**Excerpted records**
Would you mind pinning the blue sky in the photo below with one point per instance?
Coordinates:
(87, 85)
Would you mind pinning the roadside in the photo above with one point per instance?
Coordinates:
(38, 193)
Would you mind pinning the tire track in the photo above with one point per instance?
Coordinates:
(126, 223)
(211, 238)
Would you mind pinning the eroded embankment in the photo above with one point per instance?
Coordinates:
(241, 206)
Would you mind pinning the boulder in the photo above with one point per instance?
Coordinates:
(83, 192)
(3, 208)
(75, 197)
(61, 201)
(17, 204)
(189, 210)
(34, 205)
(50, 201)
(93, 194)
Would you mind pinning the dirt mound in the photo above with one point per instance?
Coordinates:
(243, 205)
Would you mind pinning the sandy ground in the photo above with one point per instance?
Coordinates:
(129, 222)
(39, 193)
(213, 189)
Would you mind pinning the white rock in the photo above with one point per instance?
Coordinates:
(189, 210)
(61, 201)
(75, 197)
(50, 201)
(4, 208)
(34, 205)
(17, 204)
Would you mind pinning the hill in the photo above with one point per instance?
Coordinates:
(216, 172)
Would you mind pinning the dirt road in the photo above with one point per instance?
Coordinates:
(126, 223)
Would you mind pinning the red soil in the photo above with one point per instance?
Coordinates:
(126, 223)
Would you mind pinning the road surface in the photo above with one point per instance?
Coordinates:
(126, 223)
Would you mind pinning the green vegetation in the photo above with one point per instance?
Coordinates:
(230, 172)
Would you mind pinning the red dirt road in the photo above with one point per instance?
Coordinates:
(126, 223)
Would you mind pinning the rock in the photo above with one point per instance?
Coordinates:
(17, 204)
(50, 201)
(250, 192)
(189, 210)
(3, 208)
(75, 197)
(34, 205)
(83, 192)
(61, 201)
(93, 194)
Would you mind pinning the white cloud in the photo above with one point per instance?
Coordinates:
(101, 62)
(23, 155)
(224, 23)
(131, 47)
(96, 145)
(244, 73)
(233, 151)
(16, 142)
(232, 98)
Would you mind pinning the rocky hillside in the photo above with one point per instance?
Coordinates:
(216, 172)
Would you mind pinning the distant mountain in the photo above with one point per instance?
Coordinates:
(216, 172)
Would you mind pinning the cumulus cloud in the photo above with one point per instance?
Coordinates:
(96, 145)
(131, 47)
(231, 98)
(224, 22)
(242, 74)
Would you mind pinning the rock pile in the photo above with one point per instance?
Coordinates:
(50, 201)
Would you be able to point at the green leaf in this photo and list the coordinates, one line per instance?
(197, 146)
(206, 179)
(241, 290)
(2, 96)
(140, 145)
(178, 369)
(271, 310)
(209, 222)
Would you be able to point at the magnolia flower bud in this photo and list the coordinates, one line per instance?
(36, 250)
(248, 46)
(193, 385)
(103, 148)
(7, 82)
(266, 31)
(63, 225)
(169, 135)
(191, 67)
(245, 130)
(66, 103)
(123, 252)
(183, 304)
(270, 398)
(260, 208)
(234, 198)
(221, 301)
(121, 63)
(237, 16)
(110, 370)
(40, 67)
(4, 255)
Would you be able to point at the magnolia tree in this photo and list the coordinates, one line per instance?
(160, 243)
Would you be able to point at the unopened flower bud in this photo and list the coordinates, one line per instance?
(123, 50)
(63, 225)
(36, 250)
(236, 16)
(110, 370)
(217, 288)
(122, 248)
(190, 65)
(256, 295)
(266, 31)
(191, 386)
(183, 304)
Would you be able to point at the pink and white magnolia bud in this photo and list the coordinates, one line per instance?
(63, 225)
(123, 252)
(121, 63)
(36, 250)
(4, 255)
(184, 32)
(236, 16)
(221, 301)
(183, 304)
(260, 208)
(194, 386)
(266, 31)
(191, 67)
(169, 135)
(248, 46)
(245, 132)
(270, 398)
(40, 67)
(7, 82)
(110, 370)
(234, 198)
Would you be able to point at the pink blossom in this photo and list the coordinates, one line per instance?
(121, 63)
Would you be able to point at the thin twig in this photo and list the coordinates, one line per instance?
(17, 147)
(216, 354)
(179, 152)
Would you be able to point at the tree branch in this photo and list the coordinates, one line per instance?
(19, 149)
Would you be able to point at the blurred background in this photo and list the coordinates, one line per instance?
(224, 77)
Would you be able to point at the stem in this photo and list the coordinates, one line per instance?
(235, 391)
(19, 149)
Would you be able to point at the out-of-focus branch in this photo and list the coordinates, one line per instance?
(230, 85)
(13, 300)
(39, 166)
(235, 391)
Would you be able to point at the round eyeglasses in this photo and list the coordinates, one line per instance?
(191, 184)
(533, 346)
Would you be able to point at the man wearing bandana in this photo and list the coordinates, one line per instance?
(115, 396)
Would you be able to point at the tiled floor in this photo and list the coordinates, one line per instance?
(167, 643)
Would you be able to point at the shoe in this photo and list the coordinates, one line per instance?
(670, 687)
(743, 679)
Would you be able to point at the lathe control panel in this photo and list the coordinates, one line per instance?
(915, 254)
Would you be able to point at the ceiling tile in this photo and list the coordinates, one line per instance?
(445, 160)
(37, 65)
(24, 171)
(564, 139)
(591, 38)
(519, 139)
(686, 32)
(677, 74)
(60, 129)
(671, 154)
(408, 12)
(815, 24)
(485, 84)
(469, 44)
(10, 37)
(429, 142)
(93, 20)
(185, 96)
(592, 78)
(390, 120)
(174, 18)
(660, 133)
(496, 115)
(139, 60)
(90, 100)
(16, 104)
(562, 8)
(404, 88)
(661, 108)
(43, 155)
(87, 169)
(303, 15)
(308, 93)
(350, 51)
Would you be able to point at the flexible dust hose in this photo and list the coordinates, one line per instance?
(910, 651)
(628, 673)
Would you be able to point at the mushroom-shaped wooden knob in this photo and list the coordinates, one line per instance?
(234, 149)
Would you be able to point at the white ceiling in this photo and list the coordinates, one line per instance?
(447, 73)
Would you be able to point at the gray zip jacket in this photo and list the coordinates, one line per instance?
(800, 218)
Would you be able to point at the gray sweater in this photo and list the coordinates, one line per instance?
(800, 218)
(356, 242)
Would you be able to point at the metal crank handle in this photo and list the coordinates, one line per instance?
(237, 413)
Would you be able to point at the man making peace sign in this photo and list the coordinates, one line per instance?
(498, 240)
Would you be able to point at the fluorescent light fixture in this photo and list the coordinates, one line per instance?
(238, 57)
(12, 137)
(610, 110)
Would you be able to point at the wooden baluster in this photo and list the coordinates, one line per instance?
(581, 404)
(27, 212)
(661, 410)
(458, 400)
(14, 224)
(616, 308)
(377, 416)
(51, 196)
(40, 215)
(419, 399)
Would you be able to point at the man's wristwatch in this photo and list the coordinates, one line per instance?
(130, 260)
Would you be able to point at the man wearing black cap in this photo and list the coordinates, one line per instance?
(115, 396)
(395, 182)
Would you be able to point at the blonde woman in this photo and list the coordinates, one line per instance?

**Work instruction**
Which lines contain "dirt"? Copy each of them from the listing.

**Answer to this problem**
Would you mind pinning the dirt mound in the photo above with one point per instance?
Would you mind pinning the dirt road in the photo above with one point per instance?
Would you mind pinning the red dirt road in the photo above with one point per instance?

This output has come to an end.